__TASK ITEM__.
When the line containing "out the orange" appears in the entries below, begin printing there and stop after the line containing "[(906, 196), (808, 325), (79, 22)]"; print each of those lines exactly and no other line.
※ ※ ※
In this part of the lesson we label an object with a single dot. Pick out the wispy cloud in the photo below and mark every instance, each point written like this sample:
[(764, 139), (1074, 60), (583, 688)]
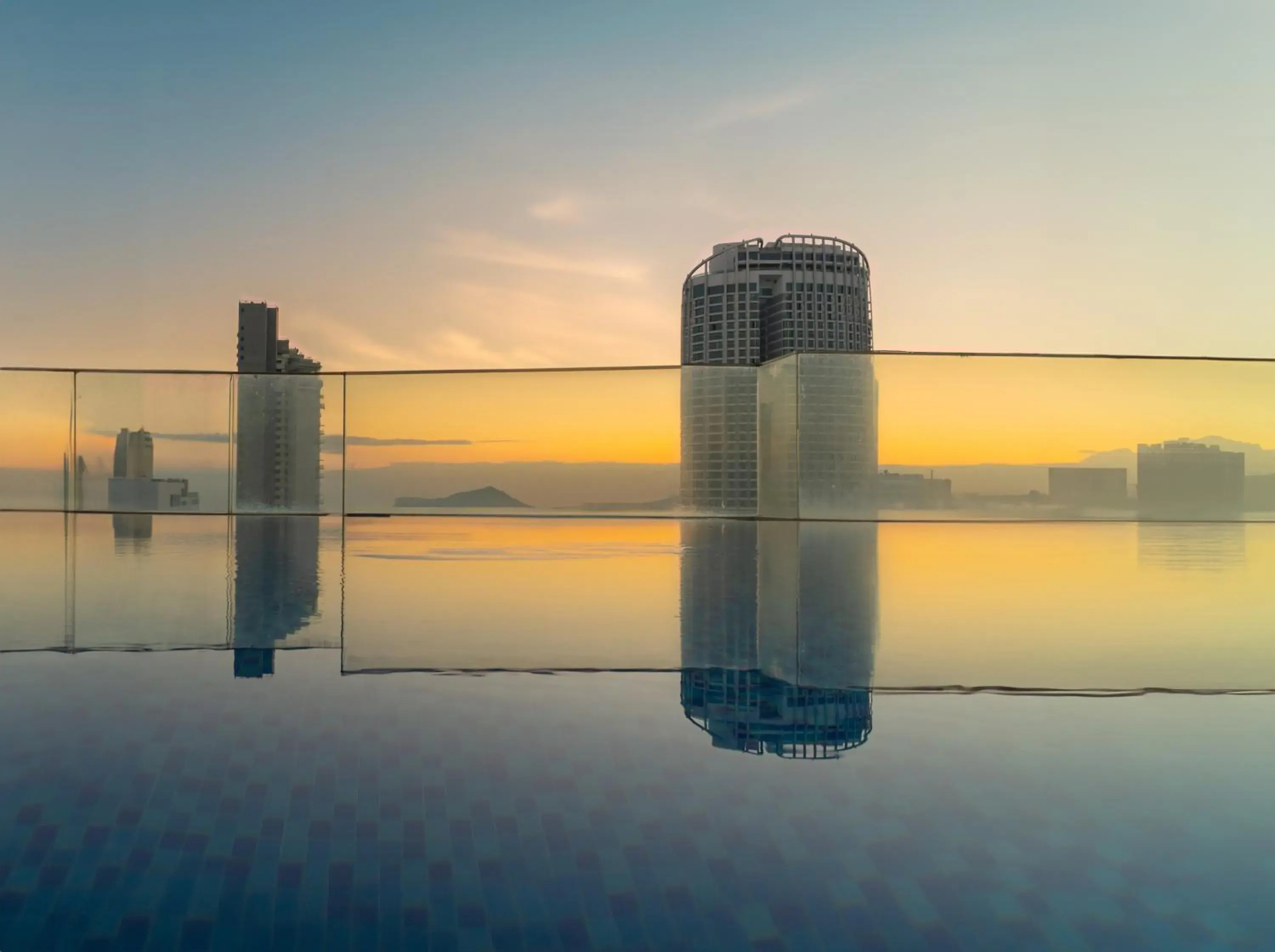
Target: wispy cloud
[(523, 553), (176, 438), (479, 246), (332, 442), (746, 109), (336, 440), (564, 208)]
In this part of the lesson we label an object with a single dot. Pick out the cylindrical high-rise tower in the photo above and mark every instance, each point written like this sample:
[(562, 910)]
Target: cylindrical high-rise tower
[(751, 303)]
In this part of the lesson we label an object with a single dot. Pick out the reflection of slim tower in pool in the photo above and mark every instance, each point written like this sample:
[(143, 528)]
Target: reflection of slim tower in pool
[(779, 625), (276, 586)]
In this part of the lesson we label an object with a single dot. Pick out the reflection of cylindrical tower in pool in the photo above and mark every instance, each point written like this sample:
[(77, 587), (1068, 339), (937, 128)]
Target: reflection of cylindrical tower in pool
[(779, 625), (276, 586)]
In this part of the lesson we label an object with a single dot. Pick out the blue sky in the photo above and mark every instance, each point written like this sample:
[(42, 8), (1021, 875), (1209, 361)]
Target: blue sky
[(527, 184)]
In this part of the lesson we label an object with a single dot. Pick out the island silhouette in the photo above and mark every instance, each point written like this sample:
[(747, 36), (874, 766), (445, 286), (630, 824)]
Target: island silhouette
[(486, 497)]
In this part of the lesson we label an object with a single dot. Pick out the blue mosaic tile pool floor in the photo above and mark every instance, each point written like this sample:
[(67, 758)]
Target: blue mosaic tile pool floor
[(155, 802)]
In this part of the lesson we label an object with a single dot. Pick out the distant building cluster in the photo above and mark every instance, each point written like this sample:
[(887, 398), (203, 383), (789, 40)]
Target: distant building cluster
[(133, 486), (1089, 486), (1184, 473)]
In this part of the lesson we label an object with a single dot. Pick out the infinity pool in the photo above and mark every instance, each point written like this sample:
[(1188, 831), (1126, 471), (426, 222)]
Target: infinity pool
[(514, 734)]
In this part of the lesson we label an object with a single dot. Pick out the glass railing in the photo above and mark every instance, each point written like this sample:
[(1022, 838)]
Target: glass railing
[(814, 436)]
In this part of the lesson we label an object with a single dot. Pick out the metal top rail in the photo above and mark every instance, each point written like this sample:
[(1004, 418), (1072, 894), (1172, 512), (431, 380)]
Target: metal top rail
[(657, 366)]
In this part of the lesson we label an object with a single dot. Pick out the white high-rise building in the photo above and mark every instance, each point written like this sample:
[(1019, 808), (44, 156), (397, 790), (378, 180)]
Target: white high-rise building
[(754, 303)]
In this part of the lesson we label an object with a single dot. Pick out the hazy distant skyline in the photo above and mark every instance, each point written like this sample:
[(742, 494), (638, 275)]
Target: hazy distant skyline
[(516, 185)]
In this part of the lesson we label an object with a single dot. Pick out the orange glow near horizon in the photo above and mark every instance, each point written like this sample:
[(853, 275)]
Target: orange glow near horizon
[(932, 412), (963, 411), (569, 417)]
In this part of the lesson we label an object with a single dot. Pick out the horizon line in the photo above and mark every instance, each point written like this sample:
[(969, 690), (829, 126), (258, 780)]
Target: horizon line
[(1038, 355)]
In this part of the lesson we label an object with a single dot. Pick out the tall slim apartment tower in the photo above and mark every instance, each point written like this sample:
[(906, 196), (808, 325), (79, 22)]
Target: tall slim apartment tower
[(754, 303), (280, 417)]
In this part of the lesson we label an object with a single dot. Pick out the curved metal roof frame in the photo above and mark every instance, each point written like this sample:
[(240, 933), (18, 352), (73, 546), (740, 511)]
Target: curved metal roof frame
[(827, 240), (791, 239), (759, 243)]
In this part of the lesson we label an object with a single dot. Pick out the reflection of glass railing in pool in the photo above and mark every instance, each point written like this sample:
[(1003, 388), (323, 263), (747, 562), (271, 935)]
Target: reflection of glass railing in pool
[(885, 436)]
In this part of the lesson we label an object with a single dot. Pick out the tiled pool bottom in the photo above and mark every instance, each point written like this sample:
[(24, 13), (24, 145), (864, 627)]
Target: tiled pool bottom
[(156, 802)]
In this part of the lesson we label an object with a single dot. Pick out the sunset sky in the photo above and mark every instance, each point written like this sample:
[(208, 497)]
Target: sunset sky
[(499, 185)]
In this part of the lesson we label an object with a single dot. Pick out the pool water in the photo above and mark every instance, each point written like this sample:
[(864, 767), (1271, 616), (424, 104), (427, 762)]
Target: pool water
[(575, 734)]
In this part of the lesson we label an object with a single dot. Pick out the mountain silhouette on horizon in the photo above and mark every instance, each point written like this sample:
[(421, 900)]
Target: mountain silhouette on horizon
[(486, 497)]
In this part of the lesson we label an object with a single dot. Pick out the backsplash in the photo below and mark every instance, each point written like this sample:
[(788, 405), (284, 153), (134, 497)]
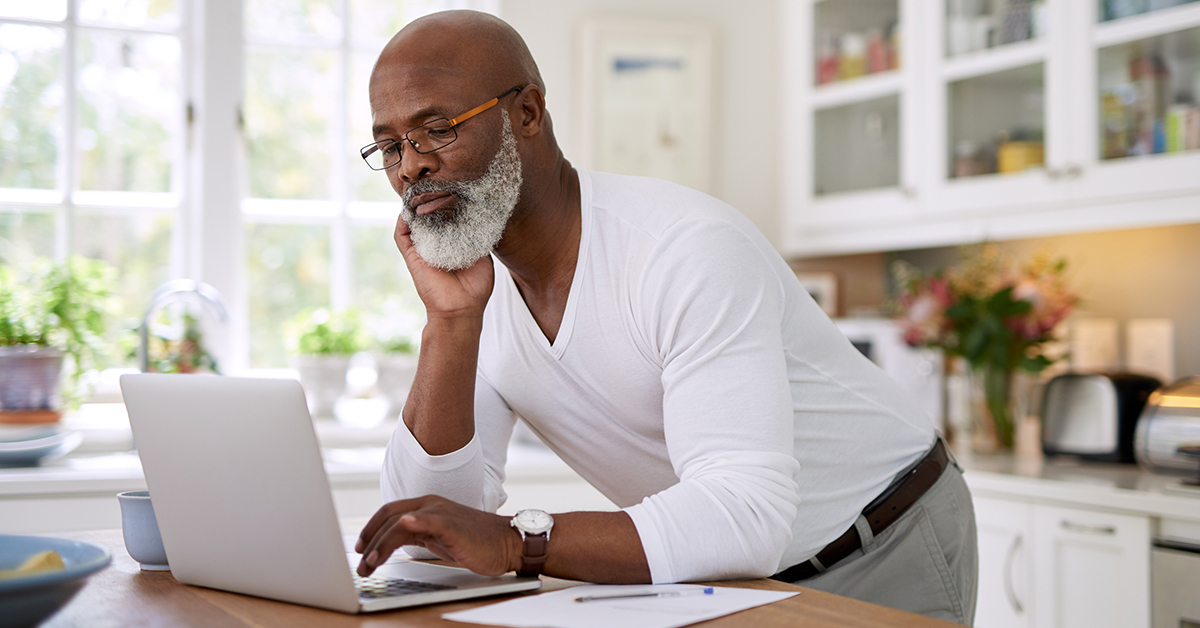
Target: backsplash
[(1123, 275)]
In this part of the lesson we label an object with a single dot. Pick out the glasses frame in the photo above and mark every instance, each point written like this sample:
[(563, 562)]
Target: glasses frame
[(378, 147)]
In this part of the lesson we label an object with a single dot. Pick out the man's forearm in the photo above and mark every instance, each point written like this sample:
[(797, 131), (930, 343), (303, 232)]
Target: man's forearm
[(441, 405), (597, 548)]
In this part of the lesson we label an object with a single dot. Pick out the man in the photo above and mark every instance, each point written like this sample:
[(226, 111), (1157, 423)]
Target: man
[(654, 340)]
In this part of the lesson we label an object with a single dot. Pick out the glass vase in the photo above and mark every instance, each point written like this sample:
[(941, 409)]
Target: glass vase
[(1000, 399)]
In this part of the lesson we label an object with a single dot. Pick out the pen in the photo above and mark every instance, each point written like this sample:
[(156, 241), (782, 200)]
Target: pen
[(706, 591)]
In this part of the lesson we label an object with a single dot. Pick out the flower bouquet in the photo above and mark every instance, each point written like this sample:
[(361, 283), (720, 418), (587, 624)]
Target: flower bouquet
[(991, 314)]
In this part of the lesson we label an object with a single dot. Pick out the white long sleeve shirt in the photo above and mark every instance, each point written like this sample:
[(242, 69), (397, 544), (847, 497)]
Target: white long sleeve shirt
[(693, 382)]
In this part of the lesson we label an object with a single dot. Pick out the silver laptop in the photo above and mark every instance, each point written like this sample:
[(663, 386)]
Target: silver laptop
[(244, 503)]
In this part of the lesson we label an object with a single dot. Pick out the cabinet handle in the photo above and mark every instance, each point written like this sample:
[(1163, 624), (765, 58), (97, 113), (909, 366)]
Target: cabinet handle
[(1009, 590), (1105, 531)]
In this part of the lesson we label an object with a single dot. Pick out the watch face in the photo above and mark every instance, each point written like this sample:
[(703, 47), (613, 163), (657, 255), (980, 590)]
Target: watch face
[(534, 521)]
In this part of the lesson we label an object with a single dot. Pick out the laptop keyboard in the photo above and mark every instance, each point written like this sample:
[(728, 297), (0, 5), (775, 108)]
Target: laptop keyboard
[(385, 587)]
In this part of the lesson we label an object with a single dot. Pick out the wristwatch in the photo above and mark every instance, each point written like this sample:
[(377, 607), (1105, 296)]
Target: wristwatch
[(534, 527)]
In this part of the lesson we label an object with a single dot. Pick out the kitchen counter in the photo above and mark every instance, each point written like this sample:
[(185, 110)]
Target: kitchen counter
[(1096, 485)]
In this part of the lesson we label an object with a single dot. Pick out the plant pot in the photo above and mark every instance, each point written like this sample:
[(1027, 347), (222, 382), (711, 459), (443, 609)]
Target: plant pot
[(323, 378), (395, 374), (29, 383)]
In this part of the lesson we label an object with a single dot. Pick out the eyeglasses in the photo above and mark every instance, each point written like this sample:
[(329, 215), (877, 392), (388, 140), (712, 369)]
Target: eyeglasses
[(429, 137)]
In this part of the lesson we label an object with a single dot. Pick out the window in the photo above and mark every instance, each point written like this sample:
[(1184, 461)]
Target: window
[(91, 136), (112, 147)]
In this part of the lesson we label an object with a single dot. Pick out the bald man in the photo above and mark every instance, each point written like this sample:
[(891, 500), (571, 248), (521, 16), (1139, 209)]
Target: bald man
[(654, 340)]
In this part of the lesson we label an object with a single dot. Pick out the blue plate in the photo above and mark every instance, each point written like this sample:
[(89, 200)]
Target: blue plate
[(28, 599), (28, 448)]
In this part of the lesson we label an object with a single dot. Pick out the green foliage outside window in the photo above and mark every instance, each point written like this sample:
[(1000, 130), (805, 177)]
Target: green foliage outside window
[(324, 333)]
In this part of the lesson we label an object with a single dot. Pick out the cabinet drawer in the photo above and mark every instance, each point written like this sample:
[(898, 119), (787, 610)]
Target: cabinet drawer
[(1092, 568)]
※ ※ ※
__EXPECTED ANSWER__.
In this part of the lesson we label an object with a single dot. Pick out the orange glow near horizon in the photo above and mark every instance, each point written like this sample:
[(853, 275)]
Target: orange glow near horizon
[(932, 412), (963, 411), (569, 417)]
In this part of the lesson we label an object with a single dot. Pick out the horizon line in the photo above and mark every instance, each point written like this sample:
[(969, 690), (829, 126), (258, 780)]
Target: horizon line
[(1038, 355)]
In this part of the lesson we label an object with a single dot. Pick out the tall slim apartment tower in the photo above and mark every instance, each point written like this sample:
[(906, 196), (808, 325), (79, 22)]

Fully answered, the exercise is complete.